• ASSIGNMENT
The full listing below should be returned without a single change.

================

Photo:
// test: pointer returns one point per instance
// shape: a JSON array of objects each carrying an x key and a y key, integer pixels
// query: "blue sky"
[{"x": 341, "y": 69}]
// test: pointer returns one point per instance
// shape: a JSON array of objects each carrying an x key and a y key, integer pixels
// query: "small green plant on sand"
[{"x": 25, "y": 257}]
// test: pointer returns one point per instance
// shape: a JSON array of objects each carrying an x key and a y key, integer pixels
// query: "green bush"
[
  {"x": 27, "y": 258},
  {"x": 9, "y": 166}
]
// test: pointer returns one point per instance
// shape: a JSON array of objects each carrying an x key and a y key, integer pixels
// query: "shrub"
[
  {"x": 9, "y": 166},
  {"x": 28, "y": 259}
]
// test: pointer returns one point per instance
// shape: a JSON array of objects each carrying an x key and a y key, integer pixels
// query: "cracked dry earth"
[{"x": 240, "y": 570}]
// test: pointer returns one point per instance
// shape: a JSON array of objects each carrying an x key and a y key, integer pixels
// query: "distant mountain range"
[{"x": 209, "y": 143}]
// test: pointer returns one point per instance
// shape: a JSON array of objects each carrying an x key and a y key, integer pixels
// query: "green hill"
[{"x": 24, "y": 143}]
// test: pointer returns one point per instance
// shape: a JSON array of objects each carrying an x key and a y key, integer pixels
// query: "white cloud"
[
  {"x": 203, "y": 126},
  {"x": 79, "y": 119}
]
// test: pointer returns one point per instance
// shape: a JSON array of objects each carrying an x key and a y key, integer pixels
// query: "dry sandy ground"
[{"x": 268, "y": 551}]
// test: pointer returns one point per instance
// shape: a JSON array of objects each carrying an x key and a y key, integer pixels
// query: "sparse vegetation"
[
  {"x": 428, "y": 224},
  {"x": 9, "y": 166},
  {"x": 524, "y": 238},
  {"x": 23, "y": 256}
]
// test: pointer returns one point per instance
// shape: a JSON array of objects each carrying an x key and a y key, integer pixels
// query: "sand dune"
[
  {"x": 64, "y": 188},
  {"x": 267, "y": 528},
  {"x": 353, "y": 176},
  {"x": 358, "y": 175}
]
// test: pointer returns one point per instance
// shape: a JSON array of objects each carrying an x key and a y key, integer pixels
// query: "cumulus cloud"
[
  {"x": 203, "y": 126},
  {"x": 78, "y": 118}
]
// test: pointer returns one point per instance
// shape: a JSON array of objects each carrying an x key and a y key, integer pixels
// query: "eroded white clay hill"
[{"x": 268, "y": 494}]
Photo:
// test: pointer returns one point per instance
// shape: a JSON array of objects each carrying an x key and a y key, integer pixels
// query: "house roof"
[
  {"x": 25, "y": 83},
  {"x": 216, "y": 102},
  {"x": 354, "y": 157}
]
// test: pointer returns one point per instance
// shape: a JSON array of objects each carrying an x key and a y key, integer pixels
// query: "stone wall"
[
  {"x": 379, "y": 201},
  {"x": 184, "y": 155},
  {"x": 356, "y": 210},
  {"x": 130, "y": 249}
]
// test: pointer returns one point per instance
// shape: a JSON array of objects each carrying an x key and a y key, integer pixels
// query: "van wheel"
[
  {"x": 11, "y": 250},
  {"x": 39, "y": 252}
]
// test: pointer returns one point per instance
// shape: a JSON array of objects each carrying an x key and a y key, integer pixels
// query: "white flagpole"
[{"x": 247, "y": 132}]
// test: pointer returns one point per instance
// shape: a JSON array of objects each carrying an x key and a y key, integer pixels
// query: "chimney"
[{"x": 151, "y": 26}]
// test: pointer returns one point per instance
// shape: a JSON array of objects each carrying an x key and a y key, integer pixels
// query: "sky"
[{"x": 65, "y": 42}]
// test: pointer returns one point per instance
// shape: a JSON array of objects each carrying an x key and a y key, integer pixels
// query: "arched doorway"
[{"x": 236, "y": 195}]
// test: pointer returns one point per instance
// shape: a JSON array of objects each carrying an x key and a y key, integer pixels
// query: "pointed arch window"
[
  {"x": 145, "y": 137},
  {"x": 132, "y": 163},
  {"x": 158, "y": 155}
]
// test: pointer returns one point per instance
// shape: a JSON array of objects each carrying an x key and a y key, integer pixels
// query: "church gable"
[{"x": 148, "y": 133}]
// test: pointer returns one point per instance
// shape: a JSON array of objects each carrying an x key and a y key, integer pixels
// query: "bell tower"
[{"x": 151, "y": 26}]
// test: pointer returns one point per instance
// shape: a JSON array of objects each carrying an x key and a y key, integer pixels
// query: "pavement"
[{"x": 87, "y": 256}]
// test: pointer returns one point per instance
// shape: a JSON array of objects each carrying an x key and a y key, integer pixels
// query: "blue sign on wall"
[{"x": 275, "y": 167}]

================

• OUTPUT FOR THIS TASK
Photo:
// test: pointer returns one point per instance
// shape: a JSON array of objects each carrying an x key and a y key, integer pixels
// query: "blue sky"
[{"x": 341, "y": 69}]
// test: pointer returns one point per instance
// shape: a JSON array of objects each carrying an x key and a y key, integer pixels
// query: "small green plant on sand"
[{"x": 25, "y": 257}]
// test: pointer returns one point per instance
// shape: a JSON array of objects each carrying an x key and a y key, integer pixels
// query: "green bush"
[
  {"x": 27, "y": 258},
  {"x": 9, "y": 166}
]
// test: pointer returns one point per instance
// shape: a JSON array of objects each carrying an x key and a y key, integer pixels
// query: "shrub"
[
  {"x": 9, "y": 166},
  {"x": 28, "y": 259}
]
// test: pointer returns one point per instance
// shape: a JSON array of objects each carrying an x key and a y key, integer pixels
// query: "cracked dry earth"
[{"x": 240, "y": 570}]
// test: pointer returns one point per instance
// shape: a JSON array of objects each carrying an x key and a y key, integer pixels
// query: "distant mountain range"
[{"x": 209, "y": 143}]
// test: pointer returns one point per instance
// shape: a JSON array of objects each carrying an x key and a y key, integer pixels
// query: "green hill"
[{"x": 24, "y": 143}]
// test: pointer returns one point per instance
// shape: a JSON array of objects each carrying an x key and a y key, integer pixels
// query: "white cloud"
[
  {"x": 203, "y": 126},
  {"x": 79, "y": 119}
]
// test: pointer returns one point per instance
// shape: a JSON array of objects each carrying an x key and a y key, integer pixels
// query: "dry sandy ground"
[{"x": 268, "y": 551}]
// test: pointer returns one point per instance
// shape: a JSON array of objects each carrying an x key and a y key, integer pixels
// query: "sparse vegetation"
[
  {"x": 428, "y": 224},
  {"x": 9, "y": 166},
  {"x": 524, "y": 238},
  {"x": 23, "y": 256}
]
// test: pointer returns one point per instance
// shape: a JSON array of objects each carrying an x key and a y key, integer pixels
// query: "sand dune"
[
  {"x": 64, "y": 188},
  {"x": 267, "y": 528},
  {"x": 353, "y": 176},
  {"x": 358, "y": 175}
]
// test: pointer returns one point per instance
// shape: a JSON array of objects each carrying an x key and a y key, integer pixels
// query: "cumulus cloud"
[
  {"x": 203, "y": 126},
  {"x": 78, "y": 118}
]
// test: pointer returns one point per instance
// shape: a JSON array of objects each carrying an x key and a y key, integer pixels
// query: "eroded white clay hill"
[{"x": 268, "y": 494}]
Photo:
// test: pointer returns one point per instance
// shape: a JSON array of objects each carrying an x key and a y key, integer pixels
// query: "house roof"
[
  {"x": 25, "y": 83},
  {"x": 216, "y": 102},
  {"x": 354, "y": 157}
]
// test: pointer returns one point per instance
// shape: a JSON array of objects each carrying an x key and a y key, integer pixels
// query: "stone wall"
[
  {"x": 379, "y": 201},
  {"x": 184, "y": 155},
  {"x": 356, "y": 210},
  {"x": 130, "y": 249}
]
// test: pointer returns one point per instance
// shape: a JSON array of objects each carrying an x key and a y key, integer pixels
// query: "van wheel"
[
  {"x": 11, "y": 250},
  {"x": 39, "y": 252}
]
// test: pointer returns one point per instance
// shape: a JSON array of objects each carrying an x key and a y key, integer pixels
// query: "white flagpole"
[{"x": 247, "y": 132}]
// test: pointer returns one point per instance
// shape: a JSON array of objects each carrying an x key and a y key, integer pixels
// query: "chimney"
[{"x": 151, "y": 26}]
// test: pointer returns one point per instance
// shape: a JSON array of objects each carrying an x key and a y key, integer pixels
// query: "sky"
[{"x": 65, "y": 42}]
// test: pointer returns one point per instance
// shape: a JSON array of objects each carrying an x key and a y key, integer pixels
// query: "arched doorway"
[{"x": 236, "y": 195}]
// test: pointer returns one point per instance
// shape: a JSON array of objects each carrying an x key and a y key, integer pixels
// query: "pointed arch window"
[
  {"x": 145, "y": 137},
  {"x": 132, "y": 163},
  {"x": 158, "y": 155}
]
// test: pointer returns one point per instance
// shape: a JSON array of objects each carrying an x key and a y key, integer pixels
// query: "church gable"
[{"x": 148, "y": 133}]
// test: pointer returns one point per instance
// shape: a JSON array of objects each carrying an x key and a y key, integer pixels
// query: "bell tower"
[{"x": 151, "y": 26}]
// test: pointer returns one point per instance
// shape: a JSON array of objects each carrying an x key and a y key, integer pixels
// query: "pavement"
[{"x": 87, "y": 256}]
// test: pointer returns one point per instance
// shape: a JSON array of objects each carrying an x key and a y key, integer pixels
// query: "blue sign on wall"
[{"x": 275, "y": 167}]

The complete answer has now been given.